Quoted text =>

####################

Most Stars are Simple!

Key points: H-R diagram; main sequence; overall simplicity of stars; evolution off main sequence

Whenever we get a mass of interstellar gas between 0.08 and 100 M and held tightly by gravity, we get a star. Yet stars are basically very similar to each other - it is only a slight oversimplification to say that the status of a star is totally determined by its

1. ) mass;
2. ) age;
3. ) initial composition.

The simplicity of stars is sometimes called "the Russell-Vogt Theorem." For the stars near the sun, even the initial composition is usually very similar, so their properties depend on just mass and age! The evolution of stars is then just a question of determining how ones of a given mass change their properties as they age.

Very young clusters of stars have all or most of their members above the main sequence, since they are still contracting and have not reached stability with all power derived from thermonuclear fusion. Eventually they settle on the main sequence. (From U. Tenn, http://csep10.phys.utk.edu/astr162/lect/birth/proto.html)

Why is there a main sequence? If there were no thermonuclear fusion of hydrogen into helium, a star would continue to shrink under gravitational attraction as it released energy. There would be no stable period in the life of the star, and if we looked at stars over a range of ages and masses we would expect them to be scattered all over the H-R Diagram. Thermonuclear fusion heats the inside of the star, creating pressure that stops the collapse and producing a long period of great stability under hydrostatic equilibrium that defines the main sequence. (From B. Kellet, http://ast.star.rl.ac.uk/hr.html)

The "bottom" of the main sequence -- its end toward low temperature and low luminosity -- is where the least massive stars lie. These stars have very strong convection and hence a lot of flare activity as shown in this artist's concept of how one might look from one of its planets. (by Don Dixon)

A mass less than 0.08 times the mass of the sun never develops enough pressure and a high enough temperature for hydrogen fusion, so it slowly radiates its trapped gravitational energy away and disappears. These low mass objects are brown dwarfs.

The most massive stars, 60-80 times as massive as the sun, lie on the main sequence at the very high luminosity and high temperature tip. The great outpouring of photons from stars more massive than about 100 times the sun tears them apart, so they never manage to become stable.

Why is the main sequence so well defined

Evolution Off the Main Sequence

What happens when the hydrogen fuel in the core begins to run out? (From Chaisson & McMillan, Astronomy Today)

• -- star has a He-rich core and a thin shell surrounding the core where H is still being converted into He
• -- reduced energy production in the core leads to a contraction of the core because gravity is stronger than the other forces acting on the core.
• -- core contraction leads to a heating of the core because compression of material always causes it to heat up
• -- some of the heat generated by the contraction of the core gets transmitted to the surrounding H-burning shell which increases in size as a result of the heat input.

####################

Rows from a box-labeling dataset:

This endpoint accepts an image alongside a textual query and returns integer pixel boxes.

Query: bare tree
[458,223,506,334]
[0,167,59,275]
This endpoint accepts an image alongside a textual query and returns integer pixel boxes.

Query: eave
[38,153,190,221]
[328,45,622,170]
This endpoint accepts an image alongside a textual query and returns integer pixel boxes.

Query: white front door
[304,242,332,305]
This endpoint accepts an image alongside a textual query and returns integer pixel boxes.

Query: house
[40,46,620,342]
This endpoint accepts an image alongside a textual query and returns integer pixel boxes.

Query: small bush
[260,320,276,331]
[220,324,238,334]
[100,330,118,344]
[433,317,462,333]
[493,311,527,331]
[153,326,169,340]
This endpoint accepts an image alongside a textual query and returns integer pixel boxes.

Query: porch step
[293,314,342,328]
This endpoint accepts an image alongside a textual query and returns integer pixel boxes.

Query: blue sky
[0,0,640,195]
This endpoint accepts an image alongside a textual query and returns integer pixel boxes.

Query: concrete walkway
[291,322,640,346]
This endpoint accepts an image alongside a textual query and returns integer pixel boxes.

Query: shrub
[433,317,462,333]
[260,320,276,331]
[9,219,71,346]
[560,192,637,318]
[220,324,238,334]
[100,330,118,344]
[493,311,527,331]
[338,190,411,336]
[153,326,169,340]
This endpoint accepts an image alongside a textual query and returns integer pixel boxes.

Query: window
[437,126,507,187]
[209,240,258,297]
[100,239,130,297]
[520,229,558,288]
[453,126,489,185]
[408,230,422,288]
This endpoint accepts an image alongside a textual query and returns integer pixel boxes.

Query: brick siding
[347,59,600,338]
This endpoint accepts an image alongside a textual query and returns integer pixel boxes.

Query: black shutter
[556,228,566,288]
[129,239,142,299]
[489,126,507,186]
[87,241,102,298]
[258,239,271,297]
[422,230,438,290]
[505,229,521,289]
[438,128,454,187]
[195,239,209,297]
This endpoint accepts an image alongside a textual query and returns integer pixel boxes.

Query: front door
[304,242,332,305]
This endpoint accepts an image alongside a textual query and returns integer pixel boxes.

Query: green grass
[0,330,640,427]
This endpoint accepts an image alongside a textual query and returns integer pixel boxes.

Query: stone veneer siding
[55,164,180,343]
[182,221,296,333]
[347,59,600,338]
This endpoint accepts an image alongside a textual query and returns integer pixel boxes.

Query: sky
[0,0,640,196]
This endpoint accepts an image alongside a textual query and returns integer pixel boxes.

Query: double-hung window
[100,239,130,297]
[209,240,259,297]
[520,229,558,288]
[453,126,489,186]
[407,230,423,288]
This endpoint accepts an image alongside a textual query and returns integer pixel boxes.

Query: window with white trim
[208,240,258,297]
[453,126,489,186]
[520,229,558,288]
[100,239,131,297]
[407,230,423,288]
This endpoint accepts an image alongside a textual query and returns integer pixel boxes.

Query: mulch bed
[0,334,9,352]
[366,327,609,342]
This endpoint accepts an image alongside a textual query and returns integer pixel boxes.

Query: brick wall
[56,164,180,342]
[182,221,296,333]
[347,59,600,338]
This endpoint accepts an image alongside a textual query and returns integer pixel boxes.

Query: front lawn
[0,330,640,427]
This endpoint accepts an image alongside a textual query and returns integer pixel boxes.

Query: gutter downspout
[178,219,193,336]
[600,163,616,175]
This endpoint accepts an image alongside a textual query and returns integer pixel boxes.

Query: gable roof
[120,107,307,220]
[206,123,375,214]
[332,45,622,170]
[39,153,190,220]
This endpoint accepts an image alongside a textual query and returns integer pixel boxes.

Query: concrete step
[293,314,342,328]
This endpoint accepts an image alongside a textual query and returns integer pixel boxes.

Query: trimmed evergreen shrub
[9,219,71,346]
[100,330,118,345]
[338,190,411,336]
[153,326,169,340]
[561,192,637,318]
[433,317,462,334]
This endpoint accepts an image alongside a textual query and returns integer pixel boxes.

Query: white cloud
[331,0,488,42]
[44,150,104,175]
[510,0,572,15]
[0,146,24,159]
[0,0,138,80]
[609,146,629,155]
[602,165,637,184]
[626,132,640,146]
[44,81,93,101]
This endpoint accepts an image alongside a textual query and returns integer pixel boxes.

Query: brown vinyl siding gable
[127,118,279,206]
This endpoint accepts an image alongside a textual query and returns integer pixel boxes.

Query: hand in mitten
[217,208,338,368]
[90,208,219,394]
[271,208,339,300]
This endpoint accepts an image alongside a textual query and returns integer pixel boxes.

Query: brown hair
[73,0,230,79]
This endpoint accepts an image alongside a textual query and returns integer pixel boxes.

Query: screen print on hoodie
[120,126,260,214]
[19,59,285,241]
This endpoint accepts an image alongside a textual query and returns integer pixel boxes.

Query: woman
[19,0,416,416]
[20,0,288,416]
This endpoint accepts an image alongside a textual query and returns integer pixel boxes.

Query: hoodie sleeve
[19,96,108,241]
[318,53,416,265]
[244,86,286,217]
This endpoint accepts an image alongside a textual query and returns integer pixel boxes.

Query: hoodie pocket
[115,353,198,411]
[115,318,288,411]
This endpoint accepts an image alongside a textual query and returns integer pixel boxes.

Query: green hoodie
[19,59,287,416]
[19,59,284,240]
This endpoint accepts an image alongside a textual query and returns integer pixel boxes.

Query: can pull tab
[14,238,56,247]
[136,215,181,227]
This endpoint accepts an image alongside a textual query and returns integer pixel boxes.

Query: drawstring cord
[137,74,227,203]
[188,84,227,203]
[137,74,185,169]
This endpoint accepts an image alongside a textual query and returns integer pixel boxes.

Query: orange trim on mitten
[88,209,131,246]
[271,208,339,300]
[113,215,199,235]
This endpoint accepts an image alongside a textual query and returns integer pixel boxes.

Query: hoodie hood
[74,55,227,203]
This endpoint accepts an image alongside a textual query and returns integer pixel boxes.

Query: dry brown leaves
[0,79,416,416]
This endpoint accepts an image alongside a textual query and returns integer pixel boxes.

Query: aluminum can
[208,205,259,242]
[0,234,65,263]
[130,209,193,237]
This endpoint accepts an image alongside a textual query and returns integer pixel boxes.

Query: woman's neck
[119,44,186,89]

####################

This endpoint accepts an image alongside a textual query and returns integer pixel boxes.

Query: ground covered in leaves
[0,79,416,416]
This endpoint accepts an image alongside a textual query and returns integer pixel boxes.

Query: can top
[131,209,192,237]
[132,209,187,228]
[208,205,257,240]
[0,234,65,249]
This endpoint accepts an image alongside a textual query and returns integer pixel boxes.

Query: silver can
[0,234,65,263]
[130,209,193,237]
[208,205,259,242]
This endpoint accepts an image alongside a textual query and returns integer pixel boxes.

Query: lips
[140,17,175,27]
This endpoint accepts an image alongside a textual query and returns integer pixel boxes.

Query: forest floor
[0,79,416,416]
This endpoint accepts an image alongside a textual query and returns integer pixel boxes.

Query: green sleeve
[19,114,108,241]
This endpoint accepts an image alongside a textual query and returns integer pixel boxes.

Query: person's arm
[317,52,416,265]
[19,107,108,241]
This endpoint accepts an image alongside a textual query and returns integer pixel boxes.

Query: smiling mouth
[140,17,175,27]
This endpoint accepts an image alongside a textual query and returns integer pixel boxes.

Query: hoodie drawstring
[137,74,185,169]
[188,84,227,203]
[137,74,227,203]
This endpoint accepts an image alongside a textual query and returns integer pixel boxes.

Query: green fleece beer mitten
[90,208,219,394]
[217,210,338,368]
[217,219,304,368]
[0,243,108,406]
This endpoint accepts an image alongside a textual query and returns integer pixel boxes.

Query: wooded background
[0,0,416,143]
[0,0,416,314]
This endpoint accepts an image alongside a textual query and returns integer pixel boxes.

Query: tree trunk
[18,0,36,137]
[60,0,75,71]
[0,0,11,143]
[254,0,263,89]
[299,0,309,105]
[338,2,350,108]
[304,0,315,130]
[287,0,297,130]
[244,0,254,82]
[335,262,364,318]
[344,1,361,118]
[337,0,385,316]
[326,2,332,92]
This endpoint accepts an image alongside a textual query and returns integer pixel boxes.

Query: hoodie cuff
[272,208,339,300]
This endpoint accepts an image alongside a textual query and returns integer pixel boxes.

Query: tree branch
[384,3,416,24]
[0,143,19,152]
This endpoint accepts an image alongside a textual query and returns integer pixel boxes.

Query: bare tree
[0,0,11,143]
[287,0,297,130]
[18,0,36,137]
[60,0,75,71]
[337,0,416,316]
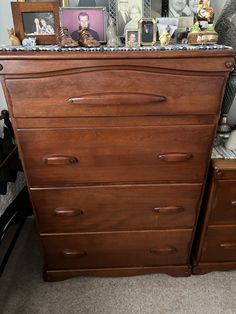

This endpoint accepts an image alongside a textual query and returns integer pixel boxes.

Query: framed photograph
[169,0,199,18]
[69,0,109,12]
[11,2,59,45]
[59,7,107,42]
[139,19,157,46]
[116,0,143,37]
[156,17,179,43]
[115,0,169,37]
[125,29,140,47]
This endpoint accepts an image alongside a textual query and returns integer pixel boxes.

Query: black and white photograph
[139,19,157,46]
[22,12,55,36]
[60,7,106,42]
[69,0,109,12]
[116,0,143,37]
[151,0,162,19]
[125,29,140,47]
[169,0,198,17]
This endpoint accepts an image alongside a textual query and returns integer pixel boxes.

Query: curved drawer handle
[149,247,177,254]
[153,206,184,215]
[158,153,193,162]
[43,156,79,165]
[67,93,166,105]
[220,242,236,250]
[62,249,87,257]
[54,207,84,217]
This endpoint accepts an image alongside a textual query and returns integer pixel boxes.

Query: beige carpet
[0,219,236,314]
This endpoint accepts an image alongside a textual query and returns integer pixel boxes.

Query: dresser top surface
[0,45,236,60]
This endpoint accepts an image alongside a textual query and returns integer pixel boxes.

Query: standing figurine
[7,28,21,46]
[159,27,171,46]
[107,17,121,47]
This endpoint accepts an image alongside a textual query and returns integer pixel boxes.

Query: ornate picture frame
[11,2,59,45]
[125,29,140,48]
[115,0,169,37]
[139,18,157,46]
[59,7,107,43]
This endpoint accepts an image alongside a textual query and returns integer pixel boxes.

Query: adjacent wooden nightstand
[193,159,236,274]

####################

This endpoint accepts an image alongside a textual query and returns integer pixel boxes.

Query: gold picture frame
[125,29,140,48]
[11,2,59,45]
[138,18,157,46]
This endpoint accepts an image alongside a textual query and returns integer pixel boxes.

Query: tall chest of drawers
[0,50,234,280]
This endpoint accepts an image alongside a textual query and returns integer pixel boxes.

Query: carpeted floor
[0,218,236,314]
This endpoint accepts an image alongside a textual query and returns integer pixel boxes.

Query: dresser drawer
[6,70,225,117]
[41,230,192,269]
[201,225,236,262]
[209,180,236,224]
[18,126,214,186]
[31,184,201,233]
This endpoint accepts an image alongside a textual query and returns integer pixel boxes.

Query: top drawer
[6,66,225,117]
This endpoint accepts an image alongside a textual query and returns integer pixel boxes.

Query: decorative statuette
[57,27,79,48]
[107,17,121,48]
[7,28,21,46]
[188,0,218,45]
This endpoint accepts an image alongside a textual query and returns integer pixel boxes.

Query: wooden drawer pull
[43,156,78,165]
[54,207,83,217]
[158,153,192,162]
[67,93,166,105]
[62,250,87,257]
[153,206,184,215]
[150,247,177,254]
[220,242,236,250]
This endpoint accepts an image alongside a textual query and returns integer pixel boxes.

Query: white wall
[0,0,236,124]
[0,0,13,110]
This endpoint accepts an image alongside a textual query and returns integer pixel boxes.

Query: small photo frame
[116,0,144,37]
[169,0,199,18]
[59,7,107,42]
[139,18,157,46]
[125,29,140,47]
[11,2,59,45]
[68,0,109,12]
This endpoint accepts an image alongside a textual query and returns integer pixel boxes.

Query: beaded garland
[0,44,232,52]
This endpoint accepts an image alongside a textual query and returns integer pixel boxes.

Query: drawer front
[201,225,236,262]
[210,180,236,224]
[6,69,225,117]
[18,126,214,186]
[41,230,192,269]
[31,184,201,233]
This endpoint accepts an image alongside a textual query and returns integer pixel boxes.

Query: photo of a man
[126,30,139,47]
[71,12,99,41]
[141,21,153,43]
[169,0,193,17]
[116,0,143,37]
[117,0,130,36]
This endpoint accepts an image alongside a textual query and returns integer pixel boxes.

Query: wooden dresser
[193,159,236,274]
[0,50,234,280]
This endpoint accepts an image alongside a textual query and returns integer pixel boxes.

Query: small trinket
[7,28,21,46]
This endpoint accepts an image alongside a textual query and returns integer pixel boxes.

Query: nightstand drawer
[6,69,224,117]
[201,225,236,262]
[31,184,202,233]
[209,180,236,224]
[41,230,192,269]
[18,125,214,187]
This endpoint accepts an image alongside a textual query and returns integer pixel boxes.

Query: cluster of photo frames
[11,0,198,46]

####################

What the task requires => Please reproduce the text on stars from "Whenever we get" to "3. ) initial composition.", swapping "interstellar gas" for "interstellar matter". The material above stands apart from the text on stars.

The output =>
Whenever we get a mass of interstellar matter between 0.08 and 100 M and held tightly by gravity, we get a star. Yet stars are basically very similar to each other - it is only a slight oversimplification to say that the status of a star is totally determined by its

1. ) mass;
2. ) age;
3. ) initial composition.